GIVEN REQUEST 1
From the DiDeMo noun-counting code, print the passage that begins at the words "doc_i_nouns = Counter()" and ends after the words "fid.write('tag,count\n')".
GIVEN REQUEST 2
Output only the lines of the Data items listing from the line containing "A test automation script must locate the bush." through the end of the listing, with "bush" changed to "shrub" and nothing else altered.

EXTRACT
# # # #
# DiDeMo data

Collect and count all `NOUN`s form DiDeMo 

In [None]:
import json
from collections import Counter
import spacy

# Count will be dumped here
filename = 'data/interim/didemo/nouns_count.csv'
# Make sure you downloaded DiDeMo data and place it in
# data/raw/{}_data.json

nlp = spacy.load('en_core_web_sm')
subsets = ['train', 'val', 'test']
num_descriptions = 0
didemo_nouns = Counter()
for subset in subsets:
    filename = f'data/raw/{subset}_data.json'
    with open(filename) as f:
        data = json.load(f)
    for d in data:
        num_descriptions += 1
        d_i = d['description']
        doc_i = nlp(d_i)
        doc_i_nouns = Counter()
        for token in doc_i:
            if token.pos_ == 'NOUN':
                doc_i_nouns.update({token.lemma_: 1})
        didemo_nouns.update(doc_i_nouns)
print('Number of descriptions', num_descriptions)
print('Number of NOUNs', len(didemo_nouns))

# Comment the following lines if you are not interested in
# dumping CSV with counts of NOUNs
with open(filename, 'x') as fid:
    fid.write('tag,count\n')
    for i in didemo_nouns.most_common():
        fid.write(f'{i[0]},{i[1]}\n')
# # # #
Data items
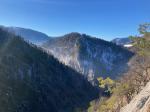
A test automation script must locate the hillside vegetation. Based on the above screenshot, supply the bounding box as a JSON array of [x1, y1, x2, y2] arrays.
[[88, 24, 150, 112], [0, 29, 98, 112]]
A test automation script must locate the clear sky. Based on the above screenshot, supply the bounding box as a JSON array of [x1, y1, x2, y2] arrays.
[[0, 0, 150, 40]]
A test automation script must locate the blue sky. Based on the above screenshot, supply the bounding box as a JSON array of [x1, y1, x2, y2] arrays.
[[0, 0, 150, 40]]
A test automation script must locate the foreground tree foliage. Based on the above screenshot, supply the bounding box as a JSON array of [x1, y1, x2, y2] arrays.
[[89, 23, 150, 112]]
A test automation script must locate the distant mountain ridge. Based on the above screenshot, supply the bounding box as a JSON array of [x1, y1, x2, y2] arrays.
[[0, 26, 50, 45], [111, 37, 132, 46], [0, 29, 98, 112], [42, 33, 133, 81]]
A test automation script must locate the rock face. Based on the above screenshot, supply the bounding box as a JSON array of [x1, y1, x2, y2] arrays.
[[0, 26, 50, 45], [42, 33, 133, 81], [0, 29, 98, 112], [120, 82, 150, 112]]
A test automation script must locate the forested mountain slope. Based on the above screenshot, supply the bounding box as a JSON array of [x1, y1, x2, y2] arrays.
[[0, 29, 98, 112], [42, 33, 133, 81]]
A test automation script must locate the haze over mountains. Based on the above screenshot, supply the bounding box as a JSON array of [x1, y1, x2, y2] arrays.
[[0, 26, 50, 45], [42, 33, 133, 81], [0, 27, 133, 82], [0, 28, 98, 112]]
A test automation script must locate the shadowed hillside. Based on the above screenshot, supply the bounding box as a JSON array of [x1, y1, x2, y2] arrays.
[[0, 29, 98, 112]]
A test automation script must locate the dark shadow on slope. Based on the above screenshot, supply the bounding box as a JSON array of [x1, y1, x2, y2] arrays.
[[0, 29, 99, 112]]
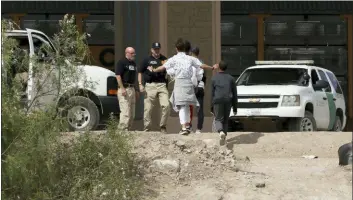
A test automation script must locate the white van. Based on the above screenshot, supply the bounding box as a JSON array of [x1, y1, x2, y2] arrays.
[[230, 60, 347, 131], [5, 29, 120, 131]]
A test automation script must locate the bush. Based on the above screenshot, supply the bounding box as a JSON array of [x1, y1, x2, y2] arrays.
[[1, 15, 142, 200]]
# # # #
FULL SOLUTION 1
doc_i_nouns = Counter()
        for token in doc_i:
            if token.pos_ == 'NOUN':
                doc_i_nouns.update({token.lemma_: 1})
        didemo_nouns.update(doc_i_nouns)
print('Number of descriptions', num_descriptions)
print('Number of NOUNs', len(didemo_nouns))

# Comment the following lines if you are not interested in
# dumping CSV with counts of NOUNs
with open(filename, 'x') as fid:
    fid.write('tag,count\n')

FULL SOLUTION 2
A test automation script must locate the shrub. Based on the above screenshot, supply the bounding box as a JSON array of [x1, y1, x2, y2] arrays.
[[1, 15, 142, 200]]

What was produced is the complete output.